_WORK REQUIRED_: Copy out the lines word for word, starting with the line that contains "Question. Provide a point on each instance of the murky" and ending with the last line, both included. Leave out the pictures.

_ENTRIES SUPPLIED_:
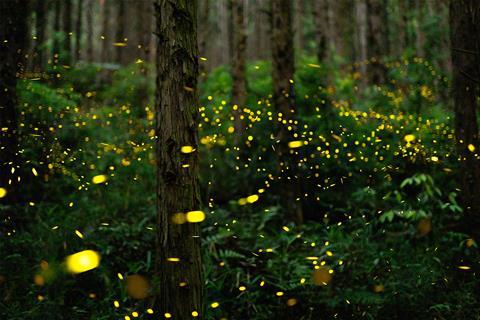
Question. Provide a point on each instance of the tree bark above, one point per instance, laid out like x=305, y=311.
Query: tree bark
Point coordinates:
x=465, y=42
x=377, y=41
x=239, y=69
x=78, y=29
x=283, y=68
x=120, y=30
x=67, y=30
x=40, y=23
x=180, y=283
x=13, y=33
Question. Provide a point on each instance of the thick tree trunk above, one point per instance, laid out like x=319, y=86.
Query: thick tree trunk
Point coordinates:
x=320, y=20
x=78, y=29
x=40, y=23
x=179, y=283
x=90, y=30
x=13, y=33
x=283, y=67
x=465, y=42
x=120, y=35
x=377, y=41
x=239, y=69
x=67, y=30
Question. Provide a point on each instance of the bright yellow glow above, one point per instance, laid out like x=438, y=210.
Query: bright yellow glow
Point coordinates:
x=295, y=144
x=99, y=179
x=253, y=198
x=195, y=216
x=83, y=261
x=187, y=149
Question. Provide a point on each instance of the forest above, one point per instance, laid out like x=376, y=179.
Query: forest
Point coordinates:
x=239, y=159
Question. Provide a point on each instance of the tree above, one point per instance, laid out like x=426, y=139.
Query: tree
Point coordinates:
x=377, y=40
x=283, y=68
x=465, y=42
x=239, y=79
x=67, y=31
x=13, y=33
x=40, y=23
x=78, y=29
x=180, y=283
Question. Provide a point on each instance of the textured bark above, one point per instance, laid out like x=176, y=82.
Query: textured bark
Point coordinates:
x=120, y=35
x=67, y=30
x=377, y=41
x=239, y=79
x=78, y=29
x=178, y=190
x=362, y=49
x=90, y=30
x=13, y=33
x=106, y=30
x=40, y=24
x=465, y=42
x=283, y=67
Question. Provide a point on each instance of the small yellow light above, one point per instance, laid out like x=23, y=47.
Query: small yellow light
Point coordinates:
x=295, y=144
x=83, y=261
x=3, y=192
x=187, y=149
x=195, y=216
x=99, y=179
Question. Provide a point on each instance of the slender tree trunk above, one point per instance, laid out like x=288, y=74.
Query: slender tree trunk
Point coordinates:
x=40, y=23
x=56, y=30
x=120, y=30
x=13, y=33
x=283, y=68
x=78, y=29
x=465, y=42
x=321, y=27
x=90, y=30
x=362, y=49
x=239, y=69
x=180, y=283
x=376, y=41
x=106, y=30
x=67, y=30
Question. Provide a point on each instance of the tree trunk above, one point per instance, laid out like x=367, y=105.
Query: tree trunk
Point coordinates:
x=321, y=26
x=120, y=30
x=106, y=31
x=239, y=79
x=56, y=30
x=180, y=283
x=283, y=67
x=90, y=30
x=377, y=45
x=13, y=33
x=40, y=23
x=465, y=41
x=67, y=30
x=78, y=29
x=362, y=49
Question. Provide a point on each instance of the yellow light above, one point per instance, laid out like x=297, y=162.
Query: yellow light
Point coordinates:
x=409, y=138
x=83, y=261
x=295, y=144
x=187, y=149
x=253, y=198
x=195, y=216
x=99, y=179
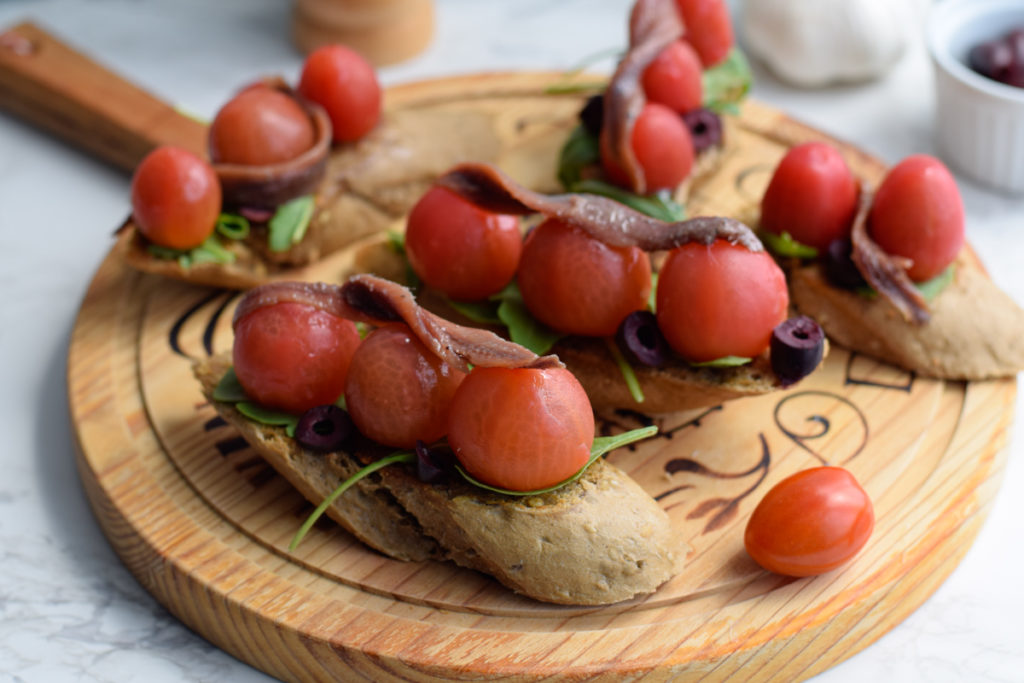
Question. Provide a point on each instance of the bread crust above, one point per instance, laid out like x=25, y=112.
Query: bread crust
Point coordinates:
x=976, y=331
x=597, y=541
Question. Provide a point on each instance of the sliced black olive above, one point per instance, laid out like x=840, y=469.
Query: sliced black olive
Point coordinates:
x=324, y=428
x=706, y=128
x=839, y=267
x=641, y=340
x=592, y=115
x=432, y=465
x=797, y=347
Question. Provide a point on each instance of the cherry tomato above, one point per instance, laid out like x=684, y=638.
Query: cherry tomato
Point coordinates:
x=397, y=391
x=918, y=213
x=673, y=78
x=459, y=249
x=521, y=429
x=293, y=356
x=576, y=284
x=812, y=196
x=345, y=85
x=708, y=27
x=175, y=198
x=260, y=126
x=663, y=146
x=810, y=522
x=720, y=300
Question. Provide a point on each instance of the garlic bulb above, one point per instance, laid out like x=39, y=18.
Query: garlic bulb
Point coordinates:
x=817, y=42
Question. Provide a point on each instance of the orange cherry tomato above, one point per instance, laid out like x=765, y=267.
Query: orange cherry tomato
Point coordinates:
x=674, y=79
x=810, y=522
x=397, y=391
x=576, y=284
x=812, y=196
x=293, y=356
x=175, y=198
x=708, y=27
x=521, y=429
x=663, y=145
x=345, y=85
x=918, y=213
x=260, y=126
x=720, y=300
x=459, y=249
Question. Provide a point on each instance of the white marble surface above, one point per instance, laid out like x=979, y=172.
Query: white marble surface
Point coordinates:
x=69, y=610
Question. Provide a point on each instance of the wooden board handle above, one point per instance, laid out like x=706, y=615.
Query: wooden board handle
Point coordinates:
x=51, y=85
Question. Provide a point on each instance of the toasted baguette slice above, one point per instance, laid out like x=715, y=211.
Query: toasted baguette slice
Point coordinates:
x=597, y=541
x=976, y=331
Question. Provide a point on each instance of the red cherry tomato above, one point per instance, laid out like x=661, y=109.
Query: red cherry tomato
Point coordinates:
x=810, y=522
x=708, y=27
x=260, y=126
x=918, y=213
x=576, y=284
x=812, y=196
x=521, y=429
x=345, y=85
x=397, y=391
x=720, y=300
x=663, y=146
x=459, y=249
x=175, y=198
x=673, y=78
x=293, y=356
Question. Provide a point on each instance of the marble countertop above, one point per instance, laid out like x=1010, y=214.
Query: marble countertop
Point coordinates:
x=69, y=609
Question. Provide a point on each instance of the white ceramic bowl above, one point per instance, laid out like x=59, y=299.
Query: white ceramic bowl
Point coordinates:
x=979, y=122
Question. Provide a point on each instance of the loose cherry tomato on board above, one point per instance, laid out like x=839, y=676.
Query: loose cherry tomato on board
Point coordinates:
x=812, y=196
x=521, y=429
x=293, y=356
x=576, y=284
x=720, y=299
x=663, y=147
x=673, y=78
x=708, y=27
x=459, y=249
x=397, y=391
x=260, y=126
x=175, y=198
x=345, y=85
x=918, y=213
x=810, y=522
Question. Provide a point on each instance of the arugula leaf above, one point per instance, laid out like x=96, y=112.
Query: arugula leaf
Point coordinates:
x=724, y=361
x=659, y=205
x=523, y=328
x=581, y=150
x=289, y=223
x=601, y=445
x=401, y=457
x=727, y=83
x=784, y=245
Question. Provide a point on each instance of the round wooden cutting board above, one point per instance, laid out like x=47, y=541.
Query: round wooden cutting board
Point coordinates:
x=204, y=523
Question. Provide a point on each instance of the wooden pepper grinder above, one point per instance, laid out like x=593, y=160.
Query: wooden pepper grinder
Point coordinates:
x=383, y=31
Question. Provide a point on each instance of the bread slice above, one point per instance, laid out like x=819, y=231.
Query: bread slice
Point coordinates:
x=597, y=541
x=976, y=331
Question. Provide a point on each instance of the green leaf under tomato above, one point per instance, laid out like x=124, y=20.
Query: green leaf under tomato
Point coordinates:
x=783, y=245
x=289, y=223
x=659, y=205
x=724, y=361
x=601, y=445
x=523, y=328
x=727, y=83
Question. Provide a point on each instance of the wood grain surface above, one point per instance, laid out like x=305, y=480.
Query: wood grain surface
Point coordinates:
x=204, y=523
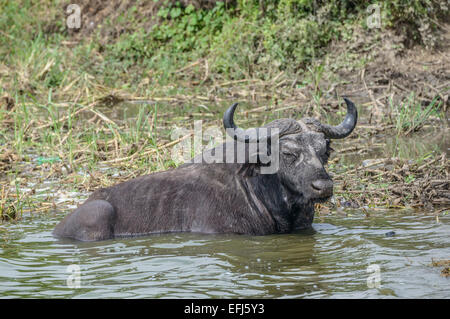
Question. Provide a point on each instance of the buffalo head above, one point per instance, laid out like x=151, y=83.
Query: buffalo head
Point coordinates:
x=304, y=149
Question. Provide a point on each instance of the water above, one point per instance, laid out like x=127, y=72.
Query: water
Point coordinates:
x=330, y=261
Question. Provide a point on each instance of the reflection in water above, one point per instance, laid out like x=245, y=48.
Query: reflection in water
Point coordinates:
x=329, y=261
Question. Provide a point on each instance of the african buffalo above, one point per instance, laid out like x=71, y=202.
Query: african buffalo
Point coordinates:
x=221, y=197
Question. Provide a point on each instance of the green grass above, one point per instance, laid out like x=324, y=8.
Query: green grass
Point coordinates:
x=411, y=115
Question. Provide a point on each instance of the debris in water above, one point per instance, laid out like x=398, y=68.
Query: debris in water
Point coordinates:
x=51, y=160
x=445, y=272
x=390, y=234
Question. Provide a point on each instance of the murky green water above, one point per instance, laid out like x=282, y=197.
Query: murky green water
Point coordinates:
x=330, y=261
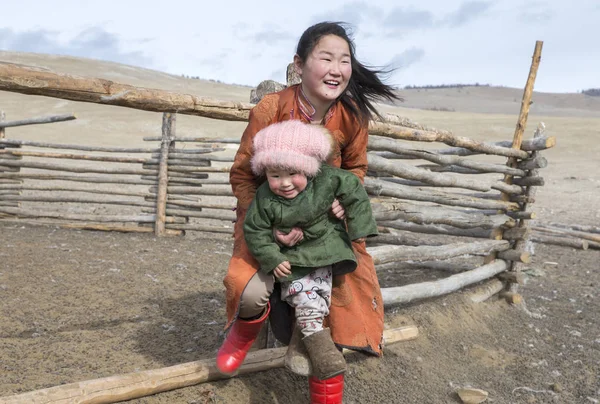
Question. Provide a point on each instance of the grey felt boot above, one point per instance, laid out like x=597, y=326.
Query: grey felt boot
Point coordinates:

_RESULT_:
Question. Provide a point on each instance of the murky green water above, one point per instance, laid out like x=282, y=197.
Query: murky green water
Point coordinates:
x=330, y=261
Question. Provide a point on each instance of the grey felt boot above, one point per instance, laid out like x=597, y=326.
Query: grey felt boot
Point coordinates:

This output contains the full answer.